#### Source records
────────────────

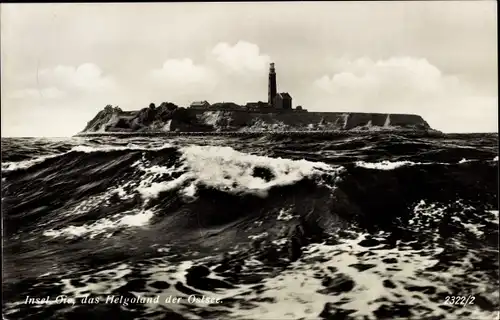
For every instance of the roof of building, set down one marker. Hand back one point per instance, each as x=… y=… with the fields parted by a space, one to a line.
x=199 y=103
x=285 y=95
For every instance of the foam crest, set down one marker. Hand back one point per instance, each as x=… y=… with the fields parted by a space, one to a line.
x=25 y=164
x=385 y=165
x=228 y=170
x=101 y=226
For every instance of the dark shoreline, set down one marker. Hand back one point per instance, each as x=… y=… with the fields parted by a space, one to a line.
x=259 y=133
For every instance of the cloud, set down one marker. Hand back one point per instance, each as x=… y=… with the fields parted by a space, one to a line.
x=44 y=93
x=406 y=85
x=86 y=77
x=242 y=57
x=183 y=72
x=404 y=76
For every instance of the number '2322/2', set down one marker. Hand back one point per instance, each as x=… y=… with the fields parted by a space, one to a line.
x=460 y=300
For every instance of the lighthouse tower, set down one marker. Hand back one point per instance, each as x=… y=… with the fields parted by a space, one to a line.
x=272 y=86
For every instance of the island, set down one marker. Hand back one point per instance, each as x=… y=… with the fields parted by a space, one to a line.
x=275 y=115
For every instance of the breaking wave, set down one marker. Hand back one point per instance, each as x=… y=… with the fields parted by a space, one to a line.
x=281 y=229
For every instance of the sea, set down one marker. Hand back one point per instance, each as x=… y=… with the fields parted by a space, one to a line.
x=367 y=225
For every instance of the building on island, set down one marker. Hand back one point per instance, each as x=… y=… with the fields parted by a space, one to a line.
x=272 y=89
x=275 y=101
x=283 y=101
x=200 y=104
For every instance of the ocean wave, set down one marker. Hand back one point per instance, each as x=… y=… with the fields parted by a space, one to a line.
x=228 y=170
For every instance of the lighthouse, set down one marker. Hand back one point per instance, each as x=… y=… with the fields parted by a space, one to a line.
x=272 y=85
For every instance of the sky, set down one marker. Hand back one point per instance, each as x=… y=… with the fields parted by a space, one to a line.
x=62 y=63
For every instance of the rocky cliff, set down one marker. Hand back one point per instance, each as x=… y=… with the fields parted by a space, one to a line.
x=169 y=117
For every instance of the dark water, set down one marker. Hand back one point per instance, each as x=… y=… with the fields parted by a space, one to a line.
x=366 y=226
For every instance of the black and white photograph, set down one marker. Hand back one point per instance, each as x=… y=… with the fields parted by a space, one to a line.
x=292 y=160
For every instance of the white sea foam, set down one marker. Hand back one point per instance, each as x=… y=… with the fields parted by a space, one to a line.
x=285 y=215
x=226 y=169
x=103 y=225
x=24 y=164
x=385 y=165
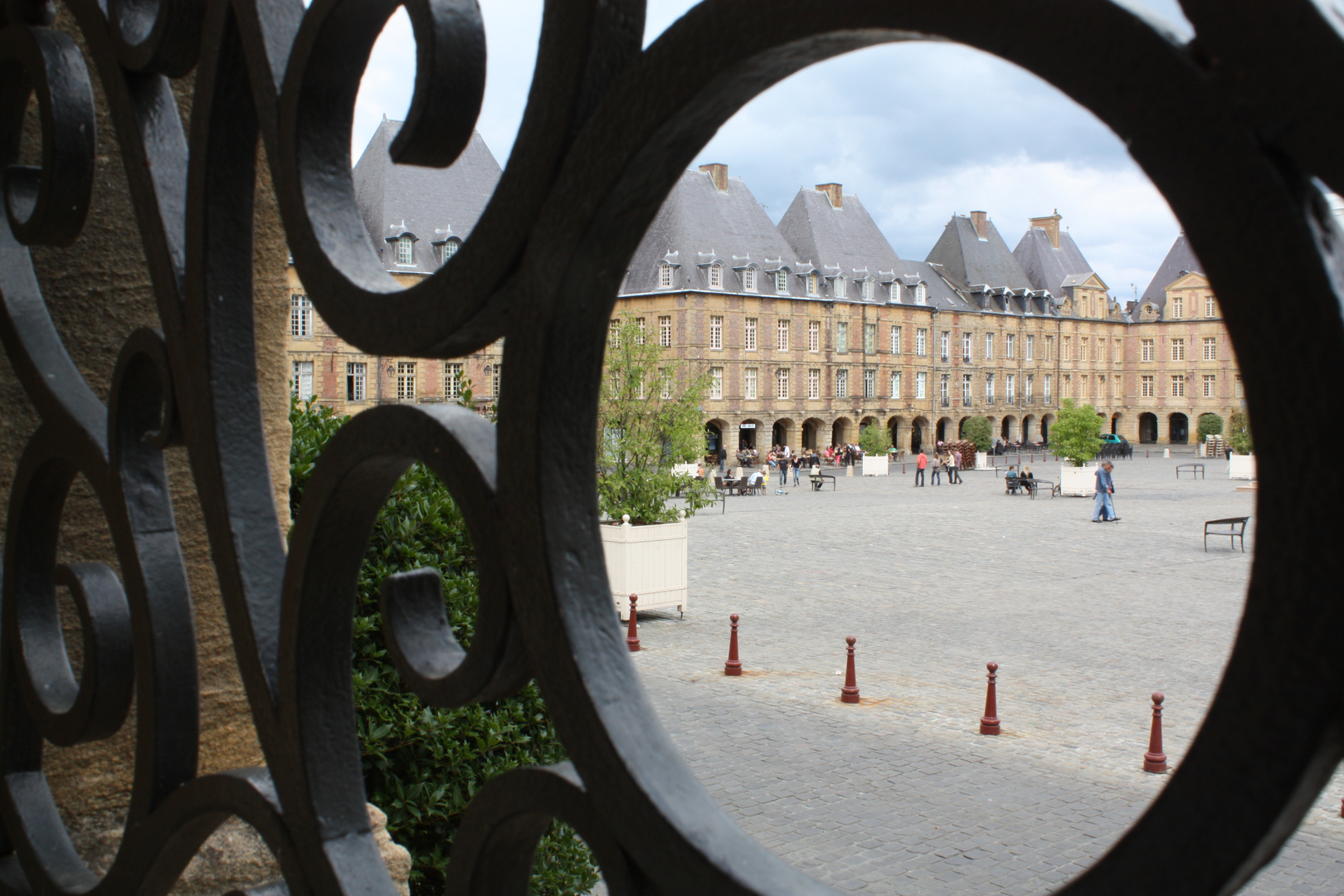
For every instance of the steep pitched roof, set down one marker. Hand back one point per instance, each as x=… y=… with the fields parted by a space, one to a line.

────────────────

#### Brief
Apart from the pictures, set down all the entries above exactly.

#### Answer to this exercise
For every instance of the roof of building, set down one marker. Hand back one point per instance, each as x=… y=… with the fields parted by a space, one to a line.
x=199 y=103
x=285 y=95
For every instance of the foam crest, set down one marker. Hand back one point per instance, each as x=… y=… with the fields parted by a space, one to a line.
x=25 y=164
x=385 y=165
x=228 y=170
x=101 y=226
For every instance of the dark shoreline, set down one marker. Hand back one point per instance, each as x=… y=… with the fields parted by a space, one to a line.
x=259 y=133
For every instance of the cloud, set down one marker. Hand back one point per instance, each as x=… y=… with the fields parted by a space, one to a line.
x=44 y=93
x=406 y=85
x=86 y=77
x=242 y=57
x=183 y=72
x=404 y=76
For every instance of the number '2322/2', set down one marker. Hand back one point per instance, each as x=… y=… with the fields parted by a space, one to a line.
x=460 y=300
For every instance of the lighthouse tower, set down one marker. Hand back one point per instance, each as x=… y=… with the fields parted by a space, one to a line.
x=272 y=86
For every instance of the island, set down one marker. Hand back one point per instance, each as x=… y=… with the fields parted by a space, one to a line.
x=275 y=115
For every instance of the breaking wave, set down one marker. Hand back one point per instance, each as x=… y=… with the fields parted by a space, one to a line.
x=281 y=229
For every instance of the sea, set down one marker. Hand back one point per instance, each as x=… y=… with the fields parted by a space, one to a line.
x=367 y=225
For every instance of the building on island, set down one marker. Hand back one point per instance, each as x=… y=… with the fields parted by a space, one to a line.
x=272 y=89
x=275 y=101
x=283 y=101
x=200 y=104
For every instance of the ocean wave, set down one marker. Hand back one point per instance, each as x=… y=… with the fields parted by a space, one to a line.
x=228 y=170
For every instance of the lighthouse, set down one marker. Hand back one point per instance, each as x=… y=… with the fields parted by a space, one to a line.
x=272 y=85
For every instance of the sky, set down one marker. Hand back one point per instance, each as x=… y=… with the fields parted by a space, one to a line.
x=62 y=63
For every instance of the rocky cliff, set down one marker. Hand back one point per instance, each as x=… y=… with the fields parted by a space, one to a line.
x=169 y=117
For every instance of the dark water, set down one marker. Hand back one point per instance, each as x=… y=… with the fields parted by a space, one to a line.
x=366 y=226
For every instance of the black and white photograph, set down one marker. Hand back one point per instance, each as x=… y=… with the fields parted by a space, one to a line.
x=292 y=160
For every instance of the white sea foam, set down one marker. Hand back one point per instance, each as x=… y=… with the fields parted by a space, one to a line.
x=285 y=215
x=226 y=169
x=103 y=225
x=24 y=164
x=385 y=165
For every instance of the steep pitched roof, set down one marker. Hand back one point per instance, each as x=… y=… with the fields parted by a space, one to a line.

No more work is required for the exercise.